* start PROVIDED MATERIAL *
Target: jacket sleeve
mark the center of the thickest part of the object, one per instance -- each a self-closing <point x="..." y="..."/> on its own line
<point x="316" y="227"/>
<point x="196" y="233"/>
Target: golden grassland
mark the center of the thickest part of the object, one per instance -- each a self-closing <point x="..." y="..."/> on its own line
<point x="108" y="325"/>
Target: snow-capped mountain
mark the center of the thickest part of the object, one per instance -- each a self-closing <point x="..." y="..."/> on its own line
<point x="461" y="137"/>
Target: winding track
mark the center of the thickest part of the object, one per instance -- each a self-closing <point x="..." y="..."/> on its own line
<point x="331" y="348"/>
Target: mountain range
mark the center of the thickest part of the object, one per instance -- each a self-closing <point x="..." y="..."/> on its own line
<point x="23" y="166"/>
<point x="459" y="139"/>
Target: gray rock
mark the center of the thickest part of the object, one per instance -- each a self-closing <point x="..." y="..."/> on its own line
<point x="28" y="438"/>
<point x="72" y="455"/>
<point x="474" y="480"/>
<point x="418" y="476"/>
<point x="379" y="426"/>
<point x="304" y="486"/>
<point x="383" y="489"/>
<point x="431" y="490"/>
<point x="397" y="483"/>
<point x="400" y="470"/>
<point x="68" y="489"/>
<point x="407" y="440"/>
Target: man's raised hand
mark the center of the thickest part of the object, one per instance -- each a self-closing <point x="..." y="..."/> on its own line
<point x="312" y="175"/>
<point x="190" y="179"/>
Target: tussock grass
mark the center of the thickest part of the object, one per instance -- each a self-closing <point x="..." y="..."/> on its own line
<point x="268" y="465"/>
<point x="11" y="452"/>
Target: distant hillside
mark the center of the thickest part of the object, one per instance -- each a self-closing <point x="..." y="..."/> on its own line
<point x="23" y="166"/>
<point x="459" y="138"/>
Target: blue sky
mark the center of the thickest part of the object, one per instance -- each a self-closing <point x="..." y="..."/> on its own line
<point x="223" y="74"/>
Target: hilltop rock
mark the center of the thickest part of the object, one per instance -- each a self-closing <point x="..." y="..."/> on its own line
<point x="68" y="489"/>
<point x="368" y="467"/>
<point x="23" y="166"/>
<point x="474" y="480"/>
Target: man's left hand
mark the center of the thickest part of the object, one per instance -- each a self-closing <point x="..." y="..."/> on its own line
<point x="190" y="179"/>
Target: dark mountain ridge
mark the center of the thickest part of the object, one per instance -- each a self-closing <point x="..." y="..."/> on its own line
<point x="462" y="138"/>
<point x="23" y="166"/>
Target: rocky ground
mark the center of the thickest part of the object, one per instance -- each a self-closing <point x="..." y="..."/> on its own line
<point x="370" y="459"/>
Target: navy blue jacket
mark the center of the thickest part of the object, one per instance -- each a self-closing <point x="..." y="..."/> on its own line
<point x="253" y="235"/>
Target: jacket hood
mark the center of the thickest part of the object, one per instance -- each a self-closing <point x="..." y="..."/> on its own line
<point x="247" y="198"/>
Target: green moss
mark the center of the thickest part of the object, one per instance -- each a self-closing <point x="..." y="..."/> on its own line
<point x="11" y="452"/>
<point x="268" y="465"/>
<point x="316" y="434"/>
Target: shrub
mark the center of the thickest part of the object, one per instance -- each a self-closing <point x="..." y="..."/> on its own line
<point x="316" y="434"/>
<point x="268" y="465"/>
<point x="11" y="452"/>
* end PROVIDED MATERIAL *
■ INSTRUCTIONS TO FOLLOW: Please retype every one of the rows above character for character, keeping each line intact and in its original order.

■ SOLUTION FOR THIS PROBLEM:
Target: jacket sleeve
mark the center of the thickest part of the object, one per instance -- each a self-closing <point x="..." y="..."/> on its own line
<point x="316" y="227"/>
<point x="196" y="233"/>
Target: golden grassland
mark the center of the thickest part of the object, one per instance -- each a self-closing <point x="..." y="..."/> on its own line
<point x="108" y="325"/>
Target: snow-capped mountain
mark the center of the thickest part of the object, one per instance -- each a self-closing <point x="..." y="..."/> on its own line
<point x="461" y="137"/>
Target: winding track
mark the center of the thickest part of the object, one per instance -- each a self-closing <point x="..." y="..."/> on its own line
<point x="331" y="348"/>
Target: mountain range
mark the center of the thickest part of the object, one per instance -- each a self-closing <point x="..." y="..."/> on its own line
<point x="23" y="166"/>
<point x="459" y="139"/>
Target: gray rock
mark the center of the thickest part of the object, one per instance -- each a self-closing <point x="..." y="..."/> on its own line
<point x="28" y="438"/>
<point x="72" y="455"/>
<point x="474" y="480"/>
<point x="418" y="476"/>
<point x="379" y="426"/>
<point x="304" y="486"/>
<point x="383" y="489"/>
<point x="431" y="490"/>
<point x="397" y="483"/>
<point x="400" y="470"/>
<point x="68" y="489"/>
<point x="407" y="440"/>
Target: man's raised hand
mark the center of the thickest part of the object, one per instance -- each a self-closing <point x="..." y="..."/> on its own line
<point x="312" y="175"/>
<point x="190" y="179"/>
Target: tussock grass
mark the center of the thickest part of the object, one per instance -- each a self-closing <point x="..." y="..."/> on its own line
<point x="268" y="465"/>
<point x="11" y="452"/>
Target: distant hillside
mark the center of the thickest part of the object, one per instance -- each a self-closing <point x="..." y="..."/> on its own line
<point x="23" y="166"/>
<point x="459" y="138"/>
Target: blue sky
mark the center of the thickest part of the object, one per instance -- each a self-closing <point x="..." y="..."/> on its own line
<point x="223" y="74"/>
Target: hilltop rock
mark the center of the thickest part of the object, one per instance -- each a self-closing <point x="..." y="..."/> on its own line
<point x="68" y="489"/>
<point x="368" y="467"/>
<point x="23" y="166"/>
<point x="474" y="480"/>
Target: man's left hand
mark the center of the thickest part of the object, one per instance -- each a self-closing <point x="..." y="..."/> on its own line
<point x="190" y="179"/>
Target: dark mountain ridge
mark the center of the thickest part of the object, one per instance -- each a self-closing <point x="..." y="..."/> on its own line
<point x="462" y="138"/>
<point x="23" y="166"/>
Target: rocky ground
mark the center of the thickest part of the object, one per instance -- each a self-closing <point x="..." y="..."/> on its own line
<point x="370" y="459"/>
Target: navy blue jacket
mark the center of the thickest part of the object, one per instance -- each a self-closing <point x="..." y="..."/> on its own line
<point x="253" y="235"/>
Target: jacket hood
mark the center of the thickest part of the object, one per instance -- each a self-closing <point x="..." y="..."/> on its own line
<point x="247" y="198"/>
Target: green moss
mark the center of the thickest part of the object, one per instance -- each a self-closing <point x="..." y="..."/> on its own line
<point x="11" y="452"/>
<point x="268" y="465"/>
<point x="316" y="434"/>
Target: shrub
mark the center of the thickest part of the object, one per instance -- each a self-closing <point x="..." y="..."/> on its own line
<point x="316" y="434"/>
<point x="268" y="465"/>
<point x="11" y="452"/>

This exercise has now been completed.